Data:
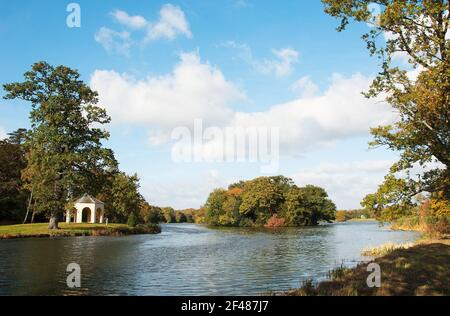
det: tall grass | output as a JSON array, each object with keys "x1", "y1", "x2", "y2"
[{"x1": 361, "y1": 242, "x2": 414, "y2": 257}]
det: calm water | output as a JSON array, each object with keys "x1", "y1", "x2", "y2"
[{"x1": 0, "y1": 222, "x2": 419, "y2": 296}]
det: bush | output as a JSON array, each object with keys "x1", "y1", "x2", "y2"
[
  {"x1": 127, "y1": 213, "x2": 138, "y2": 227},
  {"x1": 135, "y1": 224, "x2": 161, "y2": 234},
  {"x1": 424, "y1": 216, "x2": 450, "y2": 238},
  {"x1": 265, "y1": 214, "x2": 286, "y2": 228}
]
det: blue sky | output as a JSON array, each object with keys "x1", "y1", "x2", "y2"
[{"x1": 0, "y1": 1, "x2": 400, "y2": 209}]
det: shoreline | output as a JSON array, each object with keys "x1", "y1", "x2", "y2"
[
  {"x1": 0, "y1": 223, "x2": 161, "y2": 240},
  {"x1": 283, "y1": 225, "x2": 449, "y2": 296}
]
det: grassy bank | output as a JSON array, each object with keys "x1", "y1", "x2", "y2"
[
  {"x1": 0, "y1": 223, "x2": 161, "y2": 239},
  {"x1": 285, "y1": 239, "x2": 450, "y2": 296}
]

What this task involves: Each line of the records is to be reproduced exactly, and each picture dropped.

Exercise output:
det: tall grass | output as a JSON array, each object with keys "x1", "y1", "x2", "y2"
[{"x1": 361, "y1": 242, "x2": 414, "y2": 257}]
det: calm water | output as a JSON array, each object with keys "x1", "y1", "x2", "y2"
[{"x1": 0, "y1": 222, "x2": 419, "y2": 296}]
det: bush | output as a JSON array, each object with keys "x1", "y1", "x2", "y2"
[
  {"x1": 127, "y1": 213, "x2": 138, "y2": 227},
  {"x1": 135, "y1": 224, "x2": 161, "y2": 234},
  {"x1": 424, "y1": 216, "x2": 450, "y2": 238},
  {"x1": 265, "y1": 214, "x2": 286, "y2": 228}
]
det: blue sky | output as a JSON array, each object with keys "x1", "y1", "x2", "y2"
[{"x1": 0, "y1": 1, "x2": 400, "y2": 209}]
det: shoreline | output as a JSON array, each object with keys "x1", "y1", "x2", "y2"
[
  {"x1": 0, "y1": 223, "x2": 161, "y2": 240},
  {"x1": 283, "y1": 225, "x2": 449, "y2": 296}
]
det: grassy bank | output as a JSON array, each object with keys "x1", "y1", "x2", "y2"
[
  {"x1": 0, "y1": 223, "x2": 161, "y2": 239},
  {"x1": 285, "y1": 239, "x2": 450, "y2": 296}
]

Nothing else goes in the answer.